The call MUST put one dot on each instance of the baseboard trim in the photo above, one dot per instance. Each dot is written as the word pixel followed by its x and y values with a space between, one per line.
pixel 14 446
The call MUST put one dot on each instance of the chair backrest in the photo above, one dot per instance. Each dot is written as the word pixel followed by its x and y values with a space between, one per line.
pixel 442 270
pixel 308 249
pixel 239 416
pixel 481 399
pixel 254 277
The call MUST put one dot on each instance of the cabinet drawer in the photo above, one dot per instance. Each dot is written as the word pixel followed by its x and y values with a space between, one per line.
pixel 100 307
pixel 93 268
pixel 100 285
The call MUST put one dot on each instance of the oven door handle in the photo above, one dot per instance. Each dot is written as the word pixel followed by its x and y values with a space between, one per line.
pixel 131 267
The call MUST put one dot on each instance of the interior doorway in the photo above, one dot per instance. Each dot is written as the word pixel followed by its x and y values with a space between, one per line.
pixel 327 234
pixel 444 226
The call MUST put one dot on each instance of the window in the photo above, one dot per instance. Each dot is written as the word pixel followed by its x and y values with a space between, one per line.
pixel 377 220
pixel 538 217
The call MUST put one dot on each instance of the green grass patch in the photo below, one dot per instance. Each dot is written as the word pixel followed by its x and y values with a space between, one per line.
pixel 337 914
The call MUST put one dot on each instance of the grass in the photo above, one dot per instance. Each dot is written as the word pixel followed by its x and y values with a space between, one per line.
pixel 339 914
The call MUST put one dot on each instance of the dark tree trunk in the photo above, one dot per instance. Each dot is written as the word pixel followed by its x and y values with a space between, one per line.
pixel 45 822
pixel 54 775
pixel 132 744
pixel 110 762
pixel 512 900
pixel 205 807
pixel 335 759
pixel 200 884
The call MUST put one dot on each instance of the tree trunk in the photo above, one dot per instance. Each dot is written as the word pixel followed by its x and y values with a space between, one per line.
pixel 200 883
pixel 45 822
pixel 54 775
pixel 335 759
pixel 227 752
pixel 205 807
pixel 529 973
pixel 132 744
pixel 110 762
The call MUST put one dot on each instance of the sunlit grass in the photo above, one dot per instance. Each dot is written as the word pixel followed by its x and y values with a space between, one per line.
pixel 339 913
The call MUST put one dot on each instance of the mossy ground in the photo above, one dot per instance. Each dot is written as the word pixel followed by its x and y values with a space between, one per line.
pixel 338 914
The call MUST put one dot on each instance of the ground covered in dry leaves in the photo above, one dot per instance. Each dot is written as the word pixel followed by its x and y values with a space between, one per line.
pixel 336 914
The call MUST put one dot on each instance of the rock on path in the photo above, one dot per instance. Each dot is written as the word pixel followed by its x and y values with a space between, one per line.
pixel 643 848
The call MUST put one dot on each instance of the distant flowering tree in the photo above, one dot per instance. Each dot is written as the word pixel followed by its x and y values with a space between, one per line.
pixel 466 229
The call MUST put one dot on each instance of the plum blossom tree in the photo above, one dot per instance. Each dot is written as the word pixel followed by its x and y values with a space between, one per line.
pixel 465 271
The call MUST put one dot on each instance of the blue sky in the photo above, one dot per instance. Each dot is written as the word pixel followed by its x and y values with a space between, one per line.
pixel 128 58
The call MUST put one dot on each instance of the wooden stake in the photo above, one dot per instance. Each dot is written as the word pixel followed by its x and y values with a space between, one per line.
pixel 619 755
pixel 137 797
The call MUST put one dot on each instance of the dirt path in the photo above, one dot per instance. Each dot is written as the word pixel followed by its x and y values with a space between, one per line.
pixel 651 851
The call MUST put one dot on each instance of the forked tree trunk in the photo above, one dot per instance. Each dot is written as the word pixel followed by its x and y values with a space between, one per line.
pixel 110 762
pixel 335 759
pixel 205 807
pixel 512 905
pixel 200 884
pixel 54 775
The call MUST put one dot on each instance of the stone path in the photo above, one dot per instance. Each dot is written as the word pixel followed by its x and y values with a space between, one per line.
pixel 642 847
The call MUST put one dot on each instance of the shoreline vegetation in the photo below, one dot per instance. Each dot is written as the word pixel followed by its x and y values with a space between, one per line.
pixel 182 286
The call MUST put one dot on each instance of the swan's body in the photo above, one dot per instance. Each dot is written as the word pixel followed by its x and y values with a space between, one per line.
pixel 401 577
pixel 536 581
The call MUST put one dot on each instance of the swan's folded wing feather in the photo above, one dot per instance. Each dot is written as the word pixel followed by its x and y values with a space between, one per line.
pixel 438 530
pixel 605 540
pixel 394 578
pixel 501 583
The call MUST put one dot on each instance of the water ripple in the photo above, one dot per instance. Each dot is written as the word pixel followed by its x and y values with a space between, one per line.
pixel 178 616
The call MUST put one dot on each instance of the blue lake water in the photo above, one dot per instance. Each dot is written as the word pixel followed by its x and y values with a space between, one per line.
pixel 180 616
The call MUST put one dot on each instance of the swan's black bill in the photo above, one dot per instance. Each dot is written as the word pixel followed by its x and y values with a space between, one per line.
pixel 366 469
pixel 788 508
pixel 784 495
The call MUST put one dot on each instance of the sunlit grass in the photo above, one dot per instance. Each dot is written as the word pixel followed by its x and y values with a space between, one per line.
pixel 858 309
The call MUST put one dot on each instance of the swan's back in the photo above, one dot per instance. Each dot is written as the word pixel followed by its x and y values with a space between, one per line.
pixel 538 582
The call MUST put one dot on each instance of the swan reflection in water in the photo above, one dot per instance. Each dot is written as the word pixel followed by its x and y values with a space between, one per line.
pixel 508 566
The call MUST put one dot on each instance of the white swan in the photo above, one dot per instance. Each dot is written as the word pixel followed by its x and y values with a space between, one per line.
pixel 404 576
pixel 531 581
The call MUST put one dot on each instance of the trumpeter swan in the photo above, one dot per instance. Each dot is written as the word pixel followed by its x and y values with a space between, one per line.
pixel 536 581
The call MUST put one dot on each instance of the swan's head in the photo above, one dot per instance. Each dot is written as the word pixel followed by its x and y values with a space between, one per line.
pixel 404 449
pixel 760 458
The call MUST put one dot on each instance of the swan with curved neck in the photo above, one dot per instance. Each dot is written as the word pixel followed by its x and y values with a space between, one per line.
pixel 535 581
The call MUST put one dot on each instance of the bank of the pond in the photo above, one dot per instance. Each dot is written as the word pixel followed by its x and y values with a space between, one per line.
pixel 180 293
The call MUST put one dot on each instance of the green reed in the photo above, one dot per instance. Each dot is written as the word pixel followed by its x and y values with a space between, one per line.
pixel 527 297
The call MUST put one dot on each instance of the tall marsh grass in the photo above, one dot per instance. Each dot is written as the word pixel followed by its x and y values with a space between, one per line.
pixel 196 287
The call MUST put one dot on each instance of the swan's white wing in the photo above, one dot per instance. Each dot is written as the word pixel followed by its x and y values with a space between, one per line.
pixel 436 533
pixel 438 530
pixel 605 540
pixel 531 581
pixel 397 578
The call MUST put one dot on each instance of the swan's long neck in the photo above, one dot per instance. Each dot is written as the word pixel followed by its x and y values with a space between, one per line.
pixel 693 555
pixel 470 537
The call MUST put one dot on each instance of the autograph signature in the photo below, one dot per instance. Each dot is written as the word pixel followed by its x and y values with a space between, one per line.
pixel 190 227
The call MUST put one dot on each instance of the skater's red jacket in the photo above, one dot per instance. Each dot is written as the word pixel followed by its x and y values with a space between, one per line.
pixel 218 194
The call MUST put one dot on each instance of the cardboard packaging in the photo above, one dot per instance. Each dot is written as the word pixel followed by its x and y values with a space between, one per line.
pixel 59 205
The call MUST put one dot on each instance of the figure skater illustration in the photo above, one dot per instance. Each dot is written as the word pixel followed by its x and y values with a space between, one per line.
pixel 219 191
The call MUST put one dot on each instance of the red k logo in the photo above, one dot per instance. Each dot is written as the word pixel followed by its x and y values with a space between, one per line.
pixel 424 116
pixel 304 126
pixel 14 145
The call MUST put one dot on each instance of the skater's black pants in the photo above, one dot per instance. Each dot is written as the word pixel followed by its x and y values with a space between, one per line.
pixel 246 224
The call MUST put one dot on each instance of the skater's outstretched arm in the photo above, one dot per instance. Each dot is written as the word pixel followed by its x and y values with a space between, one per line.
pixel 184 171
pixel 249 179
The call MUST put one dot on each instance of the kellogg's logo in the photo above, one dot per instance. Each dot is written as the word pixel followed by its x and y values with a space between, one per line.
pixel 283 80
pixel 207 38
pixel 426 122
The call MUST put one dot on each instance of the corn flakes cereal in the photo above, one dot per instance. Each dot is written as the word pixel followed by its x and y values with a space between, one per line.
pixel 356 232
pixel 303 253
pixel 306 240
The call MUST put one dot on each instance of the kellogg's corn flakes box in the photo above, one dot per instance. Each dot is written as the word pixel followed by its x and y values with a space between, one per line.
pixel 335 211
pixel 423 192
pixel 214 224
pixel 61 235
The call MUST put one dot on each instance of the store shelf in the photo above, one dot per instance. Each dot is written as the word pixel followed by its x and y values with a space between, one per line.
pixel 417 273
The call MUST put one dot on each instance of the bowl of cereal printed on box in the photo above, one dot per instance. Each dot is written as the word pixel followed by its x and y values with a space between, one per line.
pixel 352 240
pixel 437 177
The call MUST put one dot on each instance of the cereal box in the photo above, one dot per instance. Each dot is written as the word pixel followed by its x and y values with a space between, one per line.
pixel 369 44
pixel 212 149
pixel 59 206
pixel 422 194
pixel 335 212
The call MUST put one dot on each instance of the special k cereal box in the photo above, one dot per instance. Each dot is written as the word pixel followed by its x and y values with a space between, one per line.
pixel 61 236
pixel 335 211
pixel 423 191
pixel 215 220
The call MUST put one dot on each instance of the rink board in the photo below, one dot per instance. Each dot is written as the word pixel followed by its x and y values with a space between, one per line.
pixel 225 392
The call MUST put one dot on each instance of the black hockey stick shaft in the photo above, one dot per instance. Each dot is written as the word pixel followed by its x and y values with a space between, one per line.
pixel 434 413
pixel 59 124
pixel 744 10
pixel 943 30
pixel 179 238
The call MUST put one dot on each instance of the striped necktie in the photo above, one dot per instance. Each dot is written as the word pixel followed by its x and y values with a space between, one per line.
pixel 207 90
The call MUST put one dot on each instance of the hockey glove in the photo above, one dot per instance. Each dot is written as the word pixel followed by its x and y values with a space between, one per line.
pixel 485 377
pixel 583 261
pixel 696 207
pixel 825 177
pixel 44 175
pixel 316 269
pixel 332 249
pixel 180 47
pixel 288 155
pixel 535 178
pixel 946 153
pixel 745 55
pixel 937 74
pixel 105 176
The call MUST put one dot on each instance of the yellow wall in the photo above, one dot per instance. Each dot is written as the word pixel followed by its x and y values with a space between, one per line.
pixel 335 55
-=-=-=-=-
## Qué se pide
Actualiza las líneas que empiezan en la que contiene "of the tree" y terminan en la que contiene "pixel 466 229", sustituyendo "instance" por "occurrence" y dejando todo lo demás igual.

## Resultado del ejercicio
The call MUST put one dot on each occurrence of the tree trunk in the photo above, one dot per occurrence. Each dot is written as the word pixel followed by its x and y values with a space between, one per line.
pixel 200 883
pixel 45 822
pixel 54 775
pixel 335 759
pixel 227 752
pixel 205 807
pixel 529 973
pixel 132 744
pixel 110 762
The call MUST put one dot on each occurrence of the sunlit grass in the photo above, one dot per occurrence. Each dot is written as the word pixel followed by its x and y values with a space between, one per line.
pixel 339 913
The call MUST put one dot on each occurrence of the mossy ground in the photo above, one dot per occurrence. Each dot is written as the word pixel followed by its x and y values with a space between, one per line.
pixel 338 914
The call MUST put one dot on each occurrence of the ground covered in dry leaves in the photo above, one dot per occurrence. Each dot is written as the word pixel followed by its x and y values with a space between, one per line.
pixel 336 914
The call MUST put one dot on each occurrence of the rock on path in the photo above, one dot per occurrence. Each dot is written as the word pixel followed by its x and y values with a space between, one per line.
pixel 643 848
The call MUST put one dot on each occurrence of the distant flowering tree in the photo above, one dot per occurrence. Each dot is written as the word pixel followed by its x and y values with a space between, one per line.
pixel 466 229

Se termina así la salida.